■ **Fragment dokumentu**:

Temat na weekend: Dzwonna Góra

Skomentuj (4)

zobacz więcej (34)

Weekend w Kazimierzu upływać będzie pod znakiem Kazimierskiego Jarmarku Świątecznego. Może jednak ktoś z Państwa zechce skorzystać z naszej propozycji spaceru w poszukiwaniu śladów skowieszyńskiego kościoła i Dzwonnej Góry? Okolica zaiste – malownicza!

Jak tam trafić? ZOBACZ MAPKĘ. Wyjedźmy z rynku ulicą Nadrzeczną i na skrzyżowaniu przy ośrodku wypoczynkowym Arkadia pojedźmy prosto. Ulicą Kwaskowa Góra dojedziemy na Doły, Wylągi i dalej do Skowiewszynka właśnie. Tak naprawdę najlepiej byłoby zostawić auto na parkingu przy Korzeniowym Dole i na Skowieszynek pójść szosą pieszo, bo nasza trasa zatoczy mniej więcej pięciokilometrowe koło.

Droga asfaltowa doprowadzi nas w Skowieszynku do traktu głównego. Tu od razu skręcamy w lewo – w wąziutką asfaltówkę, która poprowadzi nas do rozwidlenia dróg z kapliczką upamiętniającą istnienie kościoła skowieszyńskiego. Wystawił ją około 2005 r. Zygmunt Stelmach – jednak z dala od miejsca, gdzie około 1965 r. w czasie kopania fundamentów pod suszarnię odsłoniła się murowana krypta grobowa z trumnami, co mogłoby świadczyć o istnieniu właśnie tam skowieszyńskiej świątyni.

By dotrzeć w to miejsce, skręćmy za kapliczką w prawo. Tu jednak kończy się cywilizowana nawierzchnia. Warto więc pamiętać o odpowiednim obuwiu, zwłaszcza, że ostatnio przypomniała sobie o nas jesień.

■ **Lista wpisów**:
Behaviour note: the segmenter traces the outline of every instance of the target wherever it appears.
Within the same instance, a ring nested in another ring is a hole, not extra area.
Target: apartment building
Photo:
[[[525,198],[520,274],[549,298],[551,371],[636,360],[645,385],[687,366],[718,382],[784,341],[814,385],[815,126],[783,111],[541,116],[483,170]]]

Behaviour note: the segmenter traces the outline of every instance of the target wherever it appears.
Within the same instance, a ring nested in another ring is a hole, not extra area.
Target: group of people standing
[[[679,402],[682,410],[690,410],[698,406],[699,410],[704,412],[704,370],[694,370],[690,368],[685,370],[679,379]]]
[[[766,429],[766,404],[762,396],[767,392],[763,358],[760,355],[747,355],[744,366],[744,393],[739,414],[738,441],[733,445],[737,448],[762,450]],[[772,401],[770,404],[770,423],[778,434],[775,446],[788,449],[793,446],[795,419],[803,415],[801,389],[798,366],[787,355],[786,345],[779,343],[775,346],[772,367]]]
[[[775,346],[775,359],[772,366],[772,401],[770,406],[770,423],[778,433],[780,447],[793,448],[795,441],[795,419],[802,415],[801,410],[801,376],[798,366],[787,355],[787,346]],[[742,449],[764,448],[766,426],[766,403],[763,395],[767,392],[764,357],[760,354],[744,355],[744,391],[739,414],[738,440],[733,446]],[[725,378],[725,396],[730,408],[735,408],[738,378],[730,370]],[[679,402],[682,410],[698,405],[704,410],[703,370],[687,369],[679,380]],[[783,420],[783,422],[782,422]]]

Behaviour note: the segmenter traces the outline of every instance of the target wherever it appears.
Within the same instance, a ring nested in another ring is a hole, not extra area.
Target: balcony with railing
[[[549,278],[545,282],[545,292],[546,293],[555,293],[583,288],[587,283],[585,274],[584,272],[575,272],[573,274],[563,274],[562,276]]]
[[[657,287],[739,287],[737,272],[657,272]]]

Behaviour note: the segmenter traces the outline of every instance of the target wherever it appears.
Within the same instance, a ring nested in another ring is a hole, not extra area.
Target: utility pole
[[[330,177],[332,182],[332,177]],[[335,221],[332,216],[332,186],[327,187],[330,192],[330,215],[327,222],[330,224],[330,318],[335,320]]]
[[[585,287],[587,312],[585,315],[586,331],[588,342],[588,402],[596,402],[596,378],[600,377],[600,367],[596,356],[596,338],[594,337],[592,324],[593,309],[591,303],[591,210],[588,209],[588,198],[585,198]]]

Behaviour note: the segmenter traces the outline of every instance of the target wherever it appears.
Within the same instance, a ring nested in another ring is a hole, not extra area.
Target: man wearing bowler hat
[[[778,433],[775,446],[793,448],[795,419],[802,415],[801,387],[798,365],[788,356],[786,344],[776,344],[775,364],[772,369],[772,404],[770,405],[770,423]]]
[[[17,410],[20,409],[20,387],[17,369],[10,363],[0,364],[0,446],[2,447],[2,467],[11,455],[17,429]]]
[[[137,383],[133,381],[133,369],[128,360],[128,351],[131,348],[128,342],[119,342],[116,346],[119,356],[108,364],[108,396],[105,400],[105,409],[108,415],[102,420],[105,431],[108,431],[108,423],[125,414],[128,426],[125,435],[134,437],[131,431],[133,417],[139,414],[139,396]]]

■ **Zadanie**: Przepisz wiernie fragment tekstu o Dzwonnej Górze, zaczynając od miejsca ze słowami „Temat na weekend: Dzwonna” i kończąc po słowach „zaiste – malownicza!”. Wpisy nie mają żadnego związku z tekstem o Dzwonnej Górze.

■ **Wynik zadania**:
Temat na weekend: Dzwonna Góra

Skomentuj (4)

zobacz więcej (34)

Weekend w Kazimierzu upływać będzie pod znakiem Kazimierskiego Jarmarku Świątecznego. Może jednak ktoś z Państwa zechce skorzystać z naszej propozycji spaceru w poszukiwaniu śladów skowieszyńskiego kościoła i Dzwonnej Góry? Okolica zaiste – malownicza!